-- Opening Marker --

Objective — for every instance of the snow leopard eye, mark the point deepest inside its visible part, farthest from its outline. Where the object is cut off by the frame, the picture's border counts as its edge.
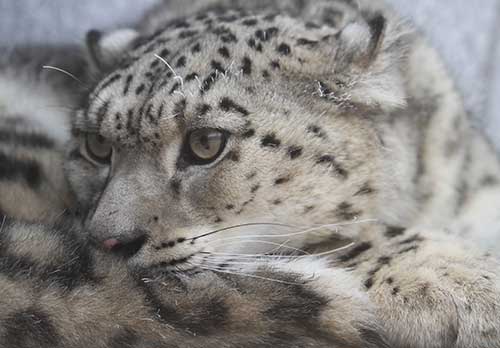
(204, 145)
(97, 149)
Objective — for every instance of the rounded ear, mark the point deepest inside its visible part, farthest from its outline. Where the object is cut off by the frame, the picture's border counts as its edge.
(360, 41)
(369, 64)
(105, 50)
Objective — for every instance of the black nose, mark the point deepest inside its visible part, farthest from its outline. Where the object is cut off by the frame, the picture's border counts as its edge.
(126, 247)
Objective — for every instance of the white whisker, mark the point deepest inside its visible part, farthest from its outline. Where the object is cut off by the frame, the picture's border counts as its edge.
(240, 225)
(176, 76)
(292, 234)
(329, 252)
(49, 67)
(279, 245)
(248, 275)
(3, 223)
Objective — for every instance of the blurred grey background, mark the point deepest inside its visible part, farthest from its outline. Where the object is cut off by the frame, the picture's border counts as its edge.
(467, 33)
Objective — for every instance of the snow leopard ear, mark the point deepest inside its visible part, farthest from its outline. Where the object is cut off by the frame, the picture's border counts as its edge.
(368, 62)
(105, 50)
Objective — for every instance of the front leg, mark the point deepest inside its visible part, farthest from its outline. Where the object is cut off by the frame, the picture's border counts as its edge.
(431, 290)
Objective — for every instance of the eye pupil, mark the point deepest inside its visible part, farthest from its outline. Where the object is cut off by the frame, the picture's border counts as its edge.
(205, 145)
(98, 149)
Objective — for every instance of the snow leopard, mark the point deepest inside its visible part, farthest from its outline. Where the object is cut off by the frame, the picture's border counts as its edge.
(285, 173)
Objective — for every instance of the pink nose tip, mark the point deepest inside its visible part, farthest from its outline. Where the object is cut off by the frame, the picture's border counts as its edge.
(111, 243)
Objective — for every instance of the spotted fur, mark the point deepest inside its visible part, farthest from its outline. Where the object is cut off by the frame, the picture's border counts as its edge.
(343, 126)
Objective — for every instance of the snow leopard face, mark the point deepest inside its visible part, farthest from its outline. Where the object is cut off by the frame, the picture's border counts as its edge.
(231, 134)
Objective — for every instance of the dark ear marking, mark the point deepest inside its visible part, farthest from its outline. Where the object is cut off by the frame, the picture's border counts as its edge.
(377, 25)
(92, 40)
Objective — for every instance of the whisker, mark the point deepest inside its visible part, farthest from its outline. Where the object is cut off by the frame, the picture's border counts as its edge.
(292, 234)
(3, 223)
(249, 275)
(329, 252)
(176, 76)
(279, 245)
(49, 67)
(238, 226)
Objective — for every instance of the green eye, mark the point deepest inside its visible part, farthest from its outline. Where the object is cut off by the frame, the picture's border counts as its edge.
(205, 145)
(98, 149)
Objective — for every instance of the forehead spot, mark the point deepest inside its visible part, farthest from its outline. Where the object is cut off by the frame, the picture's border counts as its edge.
(284, 49)
(224, 52)
(246, 66)
(227, 104)
(270, 140)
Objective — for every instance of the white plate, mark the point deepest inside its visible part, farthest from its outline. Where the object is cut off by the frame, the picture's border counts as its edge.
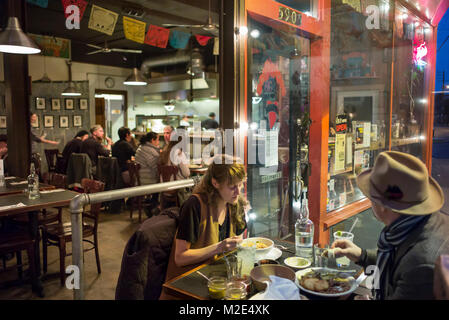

-- Closing Marker --

Exercise directions:
Although the records contain pictures, only their text should be repeated, exactly as it appears.

Solution:
Objective — for every instance of the snow leopard eye, mark the point deepest inside its visible part, farthest from its outline. Where the object is cut off by the frame, the picture's border counts as its edge.
(204, 145)
(97, 149)
Objective — for every instance of the rounded ear, mark the point deepest inside its visible part, farthest from its outline. Where the object is cut off by the frame, the picture's border counts as its edge.
(360, 41)
(369, 64)
(105, 50)
Objective — for every instance of the black nose, mark the point deepest inside its visible part, farthest from its outline. Where the object is cut off by the frame, the picture's border counts as its edge.
(126, 247)
Objective — for every instance of the white whisker, mark the point deepest inside its visible part, farthest from its outline. Where the object is cut off by the frame, the picture's border counts as its edge.
(240, 225)
(176, 76)
(292, 234)
(329, 252)
(49, 67)
(279, 245)
(248, 275)
(3, 223)
Objective — for every instance of the blurred grey background, mark the point deepest inside its visible part, farthest from its outline. Where the object is cut off by the frame, the picture's border counts as its edge.
(467, 33)
Objective — for every instance of the snow leopard ear, mark the point deepest inside its visible part, farthest from its outline. Where the object is cut off by the frame, the picture's border counts as its edge.
(368, 62)
(105, 50)
Objective — for every instance of the front leg, mark the point deepest inside its visible part, farthest from its outline. Where the object is cut off by the frame, the picture's border counts as its edge.
(431, 290)
Objective — for every instance of the eye pupil, mark the point deepest inside its visible part, farthest from its outline. Where the object is cut off by the frame, the picture's border counts as its edge.
(205, 145)
(98, 149)
Objective — for every instance of the snow leopard, mark the point deepest inside its visible part, farthest from its outline. Where the object is cut off by the frame, the picture's border counts as its edge.
(285, 173)
Objective — for every instance of the pink nose tip, mark the point deepest inside its visible part, farthest from its outline. Where the object is cut off by the frame, the picture's border counts as its edge.
(111, 243)
Objective — for every instance of the spotted fur, mark the point deepest inside its visible part, farthest from its outline. Where the object is cut off by the frame, the picture's border counts as its edge.
(343, 126)
Objective — for every instance of the snow leopard face, mark the point deepest inside its visible part, farthest from its outline. Where the object is cut off by the frame, the picture's border counts as its edge.
(231, 134)
Objective — for every instance of the dark ear marking, mark the point deepest inside its visible part, farthest from its outline. Where the object is cut off by the frame, the picture's border counts as its edge.
(377, 25)
(92, 40)
Objective — for every instance of the whisker, mark the point deepest inside its visible part, farthest from its outline. Where the object is cut off by the frame, the picture's border counts as its edge.
(292, 234)
(3, 223)
(249, 275)
(329, 252)
(176, 76)
(279, 245)
(49, 67)
(238, 226)
Objective — for every instance of the green eye, mark the point deepest inside its visible part, farthest from its outline. Where the object is cut off by the frame, the picture's border counts as its edge.
(205, 145)
(98, 149)
Objective — for every instance of the forehead spot, mark the point deepest inside its visible part, farthest from its outline. Where the object is cut off by the frame, the picture's border counts as its edge.
(284, 49)
(224, 52)
(246, 66)
(227, 104)
(270, 140)
Objective — for every instance of the white plate, mark the point deepest inside its visible part, farthest from its outline. Where the object is cut off by the frame, the picture's border counts as its edge.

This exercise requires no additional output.